> [Exercise]
Convert the stretch of the records below from their start through the line containing "233 166 L 264" into a JSON list of strings, one string per line, omitting blank lines.

● ● ●

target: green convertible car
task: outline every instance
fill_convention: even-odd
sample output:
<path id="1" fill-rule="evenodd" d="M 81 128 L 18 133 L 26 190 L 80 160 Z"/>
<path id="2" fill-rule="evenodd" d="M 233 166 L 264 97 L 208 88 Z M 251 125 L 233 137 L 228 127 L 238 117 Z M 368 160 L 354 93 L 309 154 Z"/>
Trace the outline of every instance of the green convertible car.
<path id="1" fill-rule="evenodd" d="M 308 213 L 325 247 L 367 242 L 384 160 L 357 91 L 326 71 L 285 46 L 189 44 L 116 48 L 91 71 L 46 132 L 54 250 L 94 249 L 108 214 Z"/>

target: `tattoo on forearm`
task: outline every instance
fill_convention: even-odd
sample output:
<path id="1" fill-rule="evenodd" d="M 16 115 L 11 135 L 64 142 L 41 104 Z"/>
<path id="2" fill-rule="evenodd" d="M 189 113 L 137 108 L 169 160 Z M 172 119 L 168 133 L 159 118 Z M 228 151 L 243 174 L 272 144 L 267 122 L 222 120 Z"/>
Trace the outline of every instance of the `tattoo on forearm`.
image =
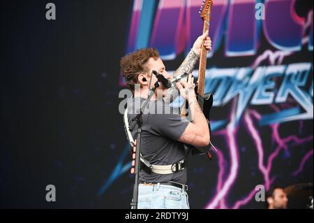
<path id="1" fill-rule="evenodd" d="M 199 58 L 200 57 L 193 52 L 193 50 L 190 50 L 186 59 L 184 59 L 182 64 L 177 71 L 174 71 L 173 75 L 176 76 L 177 75 L 183 74 L 184 73 L 192 73 Z"/>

● ● ●

> [Answer for the task]
[
  "target: green convertible car",
  "task: outline every instance",
  "fill_convention: even-odd",
  "sample output:",
  "<path id=\"1\" fill-rule=\"evenodd\" d=\"M 81 128 L 18 133 L 26 190 L 80 160 Z\"/>",
  "<path id=\"2\" fill-rule=\"evenodd\" d=\"M 233 166 L 264 97 L 208 88 Z M 251 125 L 233 137 L 228 127 L 238 117 Z M 368 160 L 354 93 L 309 154 Z\"/>"
]